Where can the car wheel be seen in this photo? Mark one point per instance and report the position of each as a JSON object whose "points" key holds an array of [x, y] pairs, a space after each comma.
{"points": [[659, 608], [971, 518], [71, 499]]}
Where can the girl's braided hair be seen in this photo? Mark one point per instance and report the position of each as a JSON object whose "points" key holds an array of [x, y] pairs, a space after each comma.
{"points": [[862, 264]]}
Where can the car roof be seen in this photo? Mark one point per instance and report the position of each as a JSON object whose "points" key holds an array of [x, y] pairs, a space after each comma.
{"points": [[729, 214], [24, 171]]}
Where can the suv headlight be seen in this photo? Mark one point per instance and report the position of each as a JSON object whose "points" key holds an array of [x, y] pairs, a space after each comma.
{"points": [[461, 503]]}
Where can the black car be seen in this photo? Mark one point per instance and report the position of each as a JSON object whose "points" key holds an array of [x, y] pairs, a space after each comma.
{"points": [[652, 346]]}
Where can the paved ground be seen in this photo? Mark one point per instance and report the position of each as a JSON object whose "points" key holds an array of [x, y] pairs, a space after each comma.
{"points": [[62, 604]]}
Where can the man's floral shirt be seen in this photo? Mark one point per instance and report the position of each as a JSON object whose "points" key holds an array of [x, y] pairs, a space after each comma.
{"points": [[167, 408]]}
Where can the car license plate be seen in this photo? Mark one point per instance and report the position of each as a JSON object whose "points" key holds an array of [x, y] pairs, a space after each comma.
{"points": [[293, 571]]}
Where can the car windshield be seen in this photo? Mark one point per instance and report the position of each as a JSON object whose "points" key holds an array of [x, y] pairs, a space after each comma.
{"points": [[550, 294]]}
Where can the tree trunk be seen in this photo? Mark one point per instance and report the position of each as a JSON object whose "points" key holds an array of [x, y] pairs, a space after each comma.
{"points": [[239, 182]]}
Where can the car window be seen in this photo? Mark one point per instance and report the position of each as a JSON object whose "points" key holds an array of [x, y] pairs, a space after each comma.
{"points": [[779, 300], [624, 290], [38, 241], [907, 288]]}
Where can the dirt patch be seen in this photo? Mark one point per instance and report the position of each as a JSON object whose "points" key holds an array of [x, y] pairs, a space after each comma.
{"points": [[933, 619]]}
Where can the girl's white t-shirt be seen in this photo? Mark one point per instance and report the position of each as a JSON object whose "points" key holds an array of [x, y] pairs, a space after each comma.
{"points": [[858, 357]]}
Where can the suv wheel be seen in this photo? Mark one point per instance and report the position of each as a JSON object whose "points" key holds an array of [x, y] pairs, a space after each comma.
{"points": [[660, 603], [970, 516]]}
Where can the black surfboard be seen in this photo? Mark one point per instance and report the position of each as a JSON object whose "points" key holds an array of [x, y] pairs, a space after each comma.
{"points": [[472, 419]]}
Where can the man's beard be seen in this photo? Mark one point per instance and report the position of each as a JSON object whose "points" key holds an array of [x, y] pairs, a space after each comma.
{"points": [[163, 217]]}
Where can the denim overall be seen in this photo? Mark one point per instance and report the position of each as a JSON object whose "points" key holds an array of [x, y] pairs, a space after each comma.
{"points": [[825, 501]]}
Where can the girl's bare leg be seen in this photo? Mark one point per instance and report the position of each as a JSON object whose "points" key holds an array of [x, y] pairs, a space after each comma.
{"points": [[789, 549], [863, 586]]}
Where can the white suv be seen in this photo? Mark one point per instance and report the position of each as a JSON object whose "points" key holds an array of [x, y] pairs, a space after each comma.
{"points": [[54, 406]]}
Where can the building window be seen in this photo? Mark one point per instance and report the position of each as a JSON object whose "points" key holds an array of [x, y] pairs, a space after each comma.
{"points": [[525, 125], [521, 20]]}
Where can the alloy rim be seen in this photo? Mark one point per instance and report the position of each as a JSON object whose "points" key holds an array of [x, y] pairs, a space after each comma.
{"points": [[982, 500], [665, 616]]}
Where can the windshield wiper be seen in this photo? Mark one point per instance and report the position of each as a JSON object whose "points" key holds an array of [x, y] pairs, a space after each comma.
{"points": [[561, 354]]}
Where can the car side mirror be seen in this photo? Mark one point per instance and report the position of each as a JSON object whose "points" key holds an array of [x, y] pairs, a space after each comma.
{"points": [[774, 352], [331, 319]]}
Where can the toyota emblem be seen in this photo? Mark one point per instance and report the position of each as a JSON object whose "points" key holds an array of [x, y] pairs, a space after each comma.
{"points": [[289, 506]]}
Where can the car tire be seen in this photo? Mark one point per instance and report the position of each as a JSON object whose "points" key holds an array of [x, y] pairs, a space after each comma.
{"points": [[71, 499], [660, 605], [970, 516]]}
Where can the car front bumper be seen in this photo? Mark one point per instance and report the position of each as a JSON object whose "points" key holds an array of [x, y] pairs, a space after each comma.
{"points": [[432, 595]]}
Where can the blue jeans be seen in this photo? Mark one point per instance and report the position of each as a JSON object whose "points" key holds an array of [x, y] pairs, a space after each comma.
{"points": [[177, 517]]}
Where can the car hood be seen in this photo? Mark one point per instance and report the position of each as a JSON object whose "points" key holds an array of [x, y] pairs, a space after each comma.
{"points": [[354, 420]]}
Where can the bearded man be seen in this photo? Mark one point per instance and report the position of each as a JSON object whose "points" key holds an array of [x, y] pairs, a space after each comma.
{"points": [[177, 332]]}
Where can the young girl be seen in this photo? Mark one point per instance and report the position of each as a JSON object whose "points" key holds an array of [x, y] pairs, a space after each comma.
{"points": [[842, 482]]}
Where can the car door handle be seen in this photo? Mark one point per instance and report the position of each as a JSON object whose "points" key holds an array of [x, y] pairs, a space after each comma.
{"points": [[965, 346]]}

- [SET TASK]: The whole listing above needs to be written out again exactly.

- [COMPLETED TASK]:
Where can the car wheel be seen in this photo? Mark one point per instance and report the position of each as a JSON object whose "points" key holds an array of [x, y] pairs, a space after each comma.
{"points": [[659, 608], [971, 518], [71, 499]]}
Where can the girl's braided hair be seen in this photo? Mark one point per instance and report the position of each as a JSON object whose "points" key holds an array of [x, y] pairs, a space after each comma.
{"points": [[862, 264]]}
Where can the car roof be seen in this photo? Mark one point per instance and report the position of each as a JSON object whose "points" key holds an array of [x, y] pairs, a space after each comma.
{"points": [[729, 214], [24, 171]]}
Where can the suv headlight be seen in this photo? Mark one point per instance and report the position of each as a JSON object whose "points" key holds an array of [x, y] pairs, a space after each comma.
{"points": [[461, 503]]}
Where can the black car be seen in this photo? Mark one point per instance and report the position of each as a JSON object whose "points" key holds an array of [x, y] pairs, a space after each comma.
{"points": [[652, 346]]}
Where can the paved ground be seen in this photo? Mark one point per instance and report the position of each as a JSON object whose "points" key holds an array of [x, y] pairs, a space after each comma.
{"points": [[62, 604]]}
Where can the man's floral shirt be seen in this photo? Mark one point per instance and report the position of each as a JSON object whose "points" key holds an array of [x, y] pairs, a space after each comma.
{"points": [[167, 408]]}
Where can the car license plate be seen in this photo? Mark one point per instance and report the position of each as a JSON object whose "points" key holds an array of [x, y] pairs, a space after each comma.
{"points": [[293, 571]]}
Where can the car windshield be seen in this photo? Mark one point per instance and report the position of each as a JSON object whose "points" key holds an array of [x, y] pairs, a space after each comma.
{"points": [[550, 294]]}
Where can the tree trunk be seen in this photo? Mark one point per instance and report the position of each as a JSON object whose "points" key holds an array of [x, y] pairs, a space after each comma.
{"points": [[239, 182]]}
Where can the car window be seen in this photo? Mark one point per instance and report the position of each as a JSON object whose "points" key holds an array of [x, y] pairs, a space after each comma.
{"points": [[779, 300], [624, 290], [38, 241], [907, 288]]}
Where can the dirt patch be seen in this photo? Mark one point per instance and report the position of each as a JSON object whose "points" key holds an array of [x, y] pairs, a space after each comma.
{"points": [[933, 619]]}
Where can the girl's white t-shirt be seen in this photo? Mark one point per instance and report the position of each as a JSON object whose "points" key holds an array of [x, y] pairs, a space after each comma.
{"points": [[858, 357]]}
Where can the suv wheel be seen in this photo? Mark one point per instance and report the position of each as a JSON object whose "points" key holds an array of [x, y] pairs, a space after each comma.
{"points": [[660, 603], [970, 516]]}
Where can the black surfboard be seen in this photo? Mark one point per instance and report the position of each as a JSON object whose "points" key holds an array of [x, y] pairs, a space after each comma.
{"points": [[472, 419]]}
Where can the man's beard be seen in this photo? Mark one point per instance and report the position of each as a JSON object whose "points" key holds an array of [x, y] pairs, a space after each comma.
{"points": [[163, 217]]}
Where can the denim overall be seen in this photo? Mark one point per instance and report the position of each as a JSON object whose "points" key holds an array of [x, y] pairs, a space after each comma.
{"points": [[825, 501]]}
Where can the girl's bare leg be seen in this photo? Mark one point per instance and report the position of each as a JSON object whose "points" key holds an array of [x, y] pairs, a space after each comma.
{"points": [[789, 549], [863, 586]]}
Where can the white suv be seen in this photo? Mark one point per instance and report the position of each as a JSON object whose "points" key holds an array of [x, y] pairs, a space after each comma.
{"points": [[54, 406]]}
Where can the building window be seen in this photo? Mark one point per instance and report the position of each as a JSON object whose "points" key holds an array of [x, y] pairs, a space after each comma.
{"points": [[525, 125], [521, 20]]}
Where can the alloy rim be seen in this photo? Mark one point per instance and report the position of each as a JSON object whose "points" key holds an array of [x, y] pairs, a space after each comma.
{"points": [[982, 500], [665, 616]]}
Where can the windshield wiper be seen in this photo? Mark one point per instance and report the position of each as a JSON object whose "points" key holds an array of [x, y] pairs, a space after each comma.
{"points": [[561, 354]]}
Where can the car side mirror be seen in this photo? Mark one point per instance and report the position of each as a JSON object whose "points" key holds an array of [x, y] pairs, a space after each comma.
{"points": [[774, 352], [331, 319]]}
Where can the toyota emblem be seen in this photo? Mark one point per instance and report the position of each as a JSON object whose "points" key holds an array of [x, y] pairs, a space after each comma.
{"points": [[289, 506]]}
Where can the car tire be seen in this photo? Mark one point per instance and report the position of each as a JSON object whose "points" key holds an array of [x, y] pairs, a space after each comma.
{"points": [[71, 499], [660, 605], [970, 516]]}
Where can the car front bumper be seen in this photo? Mark one point per instance and report the position of each as a JSON object whose "points" key holds an array of [x, y] pairs, a space after each comma.
{"points": [[432, 595]]}
Where can the blue jeans be seen in this photo? Mark one point per instance and report the position of each as a JSON object whose "points" key holds an array of [x, y] pairs, a space after each comma.
{"points": [[177, 517]]}
Where can the car hood be seen in this photo? Mark one point per instance and report the position of each as a JSON object whose "points" key holds an array of [x, y] pairs, a space after each comma.
{"points": [[354, 420]]}
Where can the bearded man be seen in this photo? Mark one point per instance and report the position of each as a JSON object whose "points" key holds an array of [x, y] pairs, a space after each comma.
{"points": [[177, 332]]}
Where can the young girl be seen in this photo? Mark one point per instance and report the position of each as a JSON object whose "points" key holds an array of [x, y] pairs, a space after each comma.
{"points": [[842, 482]]}
Where can the car door handle be seen in this photo? Mark one point per instance and report the position of each as a JSON object whose "points" key holds an array of [x, y] pairs, a space after each comma.
{"points": [[965, 346]]}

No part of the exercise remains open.